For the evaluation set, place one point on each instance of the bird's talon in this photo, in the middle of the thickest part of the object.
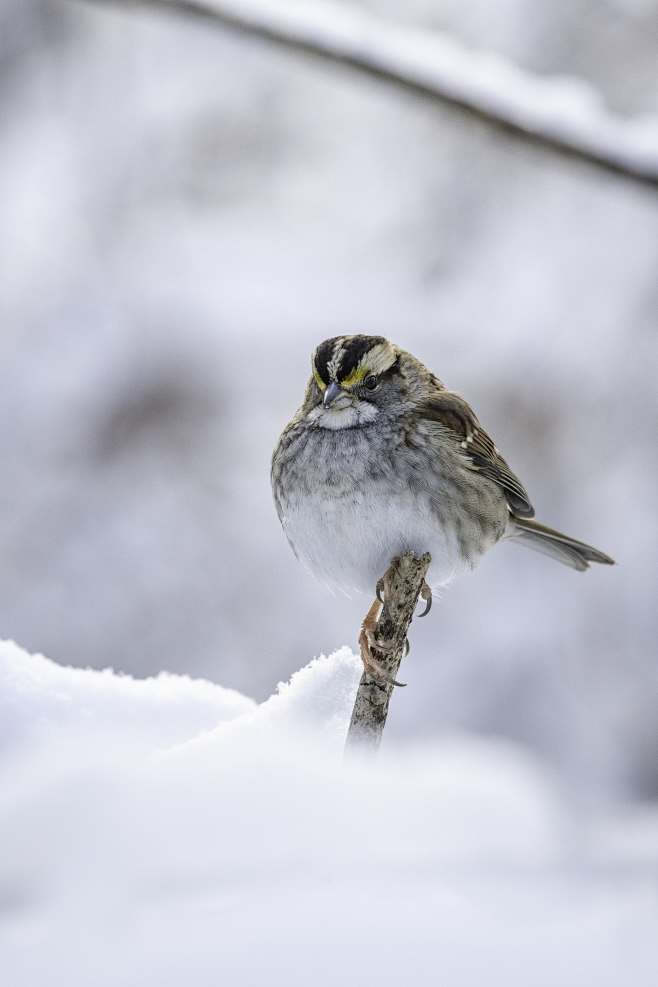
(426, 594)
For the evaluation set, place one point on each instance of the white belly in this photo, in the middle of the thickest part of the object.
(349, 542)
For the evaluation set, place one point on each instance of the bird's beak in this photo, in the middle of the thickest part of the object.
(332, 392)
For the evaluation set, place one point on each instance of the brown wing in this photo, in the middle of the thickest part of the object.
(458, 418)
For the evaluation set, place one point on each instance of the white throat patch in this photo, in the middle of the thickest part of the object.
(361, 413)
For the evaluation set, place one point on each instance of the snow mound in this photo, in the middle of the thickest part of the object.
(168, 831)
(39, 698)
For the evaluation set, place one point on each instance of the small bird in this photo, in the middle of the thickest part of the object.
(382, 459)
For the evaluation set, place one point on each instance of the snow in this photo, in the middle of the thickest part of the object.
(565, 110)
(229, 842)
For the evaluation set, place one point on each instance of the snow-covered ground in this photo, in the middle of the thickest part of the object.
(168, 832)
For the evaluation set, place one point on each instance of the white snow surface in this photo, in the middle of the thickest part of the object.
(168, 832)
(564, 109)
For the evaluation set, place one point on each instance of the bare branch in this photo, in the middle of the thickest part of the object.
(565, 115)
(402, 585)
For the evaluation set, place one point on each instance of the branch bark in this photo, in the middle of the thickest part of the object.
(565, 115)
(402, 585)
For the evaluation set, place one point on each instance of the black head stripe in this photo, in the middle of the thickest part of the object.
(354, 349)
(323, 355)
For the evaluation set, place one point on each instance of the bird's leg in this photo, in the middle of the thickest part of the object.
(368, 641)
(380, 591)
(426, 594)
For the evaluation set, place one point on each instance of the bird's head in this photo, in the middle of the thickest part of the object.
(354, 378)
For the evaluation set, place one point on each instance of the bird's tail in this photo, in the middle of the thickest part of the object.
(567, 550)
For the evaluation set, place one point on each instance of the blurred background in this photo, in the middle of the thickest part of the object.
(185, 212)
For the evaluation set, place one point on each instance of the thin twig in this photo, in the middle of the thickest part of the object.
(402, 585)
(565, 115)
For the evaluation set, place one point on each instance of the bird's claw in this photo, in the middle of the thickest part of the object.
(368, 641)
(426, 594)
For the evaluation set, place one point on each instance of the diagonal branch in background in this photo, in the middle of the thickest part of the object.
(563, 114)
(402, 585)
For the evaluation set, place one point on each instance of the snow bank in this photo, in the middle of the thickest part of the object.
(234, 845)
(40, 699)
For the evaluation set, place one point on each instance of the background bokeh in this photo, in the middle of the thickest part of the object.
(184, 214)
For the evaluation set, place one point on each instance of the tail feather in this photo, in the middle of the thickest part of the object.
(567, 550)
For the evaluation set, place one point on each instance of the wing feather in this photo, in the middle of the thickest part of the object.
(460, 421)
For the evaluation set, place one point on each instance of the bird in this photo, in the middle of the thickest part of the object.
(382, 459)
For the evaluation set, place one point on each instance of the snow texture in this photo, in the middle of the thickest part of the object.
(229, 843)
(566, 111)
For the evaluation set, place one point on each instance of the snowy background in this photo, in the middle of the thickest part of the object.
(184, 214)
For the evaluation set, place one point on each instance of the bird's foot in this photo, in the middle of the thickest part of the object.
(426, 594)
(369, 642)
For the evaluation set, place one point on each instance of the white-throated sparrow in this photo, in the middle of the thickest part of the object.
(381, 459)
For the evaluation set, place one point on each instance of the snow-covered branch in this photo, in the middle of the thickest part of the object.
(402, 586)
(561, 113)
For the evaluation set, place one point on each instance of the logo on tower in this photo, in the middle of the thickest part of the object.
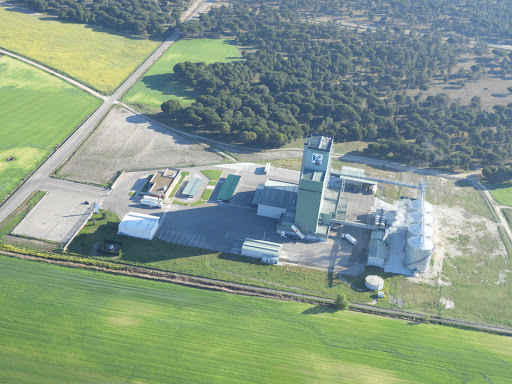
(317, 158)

(AIM) Format all of the data above as a numbered list, one line per item, with blank lines and pictures left out.

(COMPLETE OUTPUT)
1. For the evaluation set, place one point on each instance of the bird's talon in this photo, in the middle of the thickest part of the object.
2. (426, 594)
3. For the evaluation set, place one point on each instance of the white belly in this photo, in the middle of the thickest part of the object.
4. (349, 542)
5. For the evaluation set, place one point on each instance of the bird's beak in this photo, in the middle of the thickest part of the object.
6. (332, 392)
7. For the evaluation set, place one point on each instance of the brown wing in this photo, in the middle of the thickest part of the object.
8. (458, 418)
9. For the evaluation set, place one point on each instance of the white throat patch in this photo, in the middle of the thickest part of the object.
10. (361, 413)
11. For the evaluation set, place one point on each instance of the snow mound in this photo, in the middle of the thickest part of the object.
12. (168, 831)
13. (39, 698)
14. For the evaluation set, place one point on each instance of the small bird in this photo, in the middle of the thickest part of the object.
15. (382, 459)
16. For the evaluation set, place one point on each instance of the snow in this photo, in the middle of the thickest part of the object.
17. (565, 110)
18. (229, 842)
19. For the evaluation set, place one point on each instance of the snow-covered ground in this photo, in the middle of the thickest part of the object.
20. (168, 832)
21. For the evaluation set, place one point on each instance of the white snow surface in this photo, in the middle of the thickest part of the object.
22. (168, 832)
23. (564, 109)
24. For the evaluation set, place one point on each instance of the bare branch in this photo, in the middle of the thickest part of the object.
25. (565, 115)
26. (402, 585)
27. For the evaluation set, place one point on each instance of the branch bark in this photo, in the middle of the thickest part of the object.
28. (565, 115)
29. (402, 585)
30. For the evaluation set, place one point on each instance of the black head stripe in this photo, in the middle of the thickest part of the object.
31. (354, 349)
32. (323, 355)
33. For the evaluation set, place one point on each instance of the bird's leg in this photo, in the middle of the thickest part of the object.
34. (368, 641)
35. (380, 591)
36. (426, 594)
37. For the evaluation set, place one point on each instance of the bird's head in this photo, in the middle of the thickest part of the object.
38. (354, 378)
39. For the evaluation set, place one point on each instance of the bird's tail in this photo, in the middle of the thickest part of the object.
40. (567, 550)
41. For the evaluation set, place one point on each instance of the blurred background in this photo, in the middle of the thickest part of the object.
42. (185, 212)
43. For the evaluation set, place one point on each instance of the thin twig in this photo, in the middle of the thickest part of the object.
44. (402, 585)
45. (565, 115)
46. For the evaluation set, place one point on each instance of the bird's claw in this photo, in the middle of the thickest part of the object.
47. (368, 641)
48. (426, 594)
49. For the evaluation set, place one point on each instance of the diagonal branch in background in this photo, in the middle of the thickest part of the object.
50. (563, 114)
51. (402, 585)
52. For the evaluation set, place one point on each instance of the snow bank in this photo, in the middle of the thickest part of the object.
53. (234, 845)
54. (40, 699)
55. For the evaluation set, place one point on each instance of the background bokeh in this photo, in the middle of the thickest part of the object.
56. (184, 214)
57. For the evaluation set, place one point on each instance of the tail feather in this photo, in the middle of the thickest part of the object.
58. (567, 550)
59. For the evaluation set, place one point on each instance of the wing feather in this photo, in the middle of the thickest part of the object.
60. (460, 421)
61. For the evaluation set, place one point on each instance of the bird in this photo, in the middle of the thickest part of the object.
62. (382, 459)
63. For the evaluation set, place one point on each instance of the snow texture in this photo, in the middle of the thickest part of the object.
64. (229, 843)
65. (566, 111)
66. For the evaluation set, place one point on each instance of the snowy background in this photo, in the middle of the thickest part of the object.
67. (184, 214)
68. For the evaluation set, place one point on each instance of the bird's foot in this photo, in the middle of the thickest part of the object.
69. (426, 594)
70. (369, 642)
71. For the evaluation set, place one point on each instance of the white-throated sparrow in this photo, in the middle of the thickest part of the object.
72. (381, 459)
73. For the evaluation set, place one point on each instance of the snow-covered branch in this photo, in the middle of the thickest part of the object.
74. (402, 586)
75. (561, 113)
76. For the evaluation set, place one point on each instance of the logo on tower in this photo, in the middle of the thickest part of the object.
77. (317, 158)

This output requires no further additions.